■ **TASK DETAILS**: Each line from the one containing "Check that each instance of the wispy" through the last line of the entries below is to be transcribed exactly. Nothing else belongs in the reply.

■ **RECORDS SHOWN**:
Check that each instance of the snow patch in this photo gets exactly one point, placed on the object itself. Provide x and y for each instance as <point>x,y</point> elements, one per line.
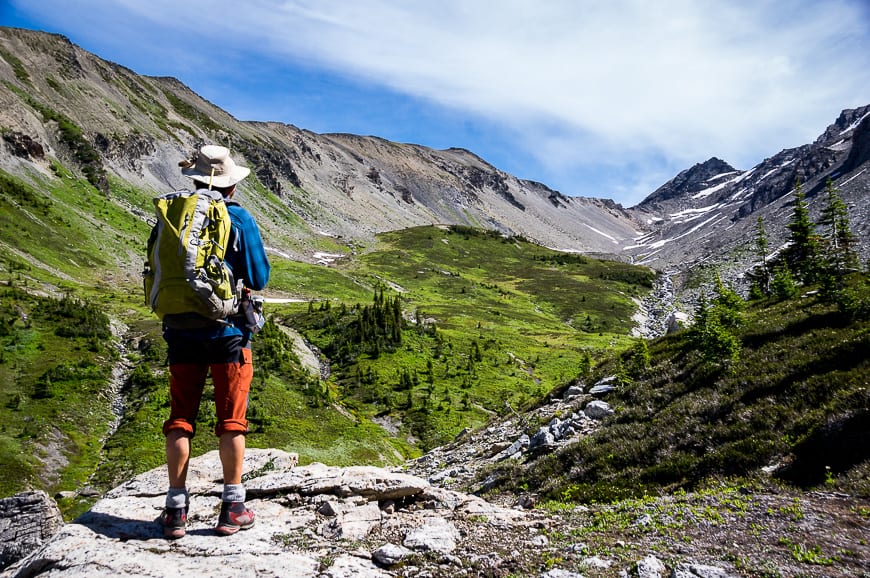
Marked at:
<point>278,252</point>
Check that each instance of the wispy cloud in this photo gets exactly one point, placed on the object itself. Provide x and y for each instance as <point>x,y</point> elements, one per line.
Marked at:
<point>583,86</point>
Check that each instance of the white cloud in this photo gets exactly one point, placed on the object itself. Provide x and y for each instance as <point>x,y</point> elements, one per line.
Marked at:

■ **SOLVED EXERCISE**:
Check that each instance of the wispy cloud in this photo gets exactly one point, placed on the object itself. Provide x and y for each instance as <point>x,y</point> elements, one per line.
Marked at:
<point>583,86</point>
Check that each instance of the white cloud in this photo gets exactly one point, placed on the object itself. Provide x and y for each instance as <point>x,y</point> elements, one per line.
Marked at:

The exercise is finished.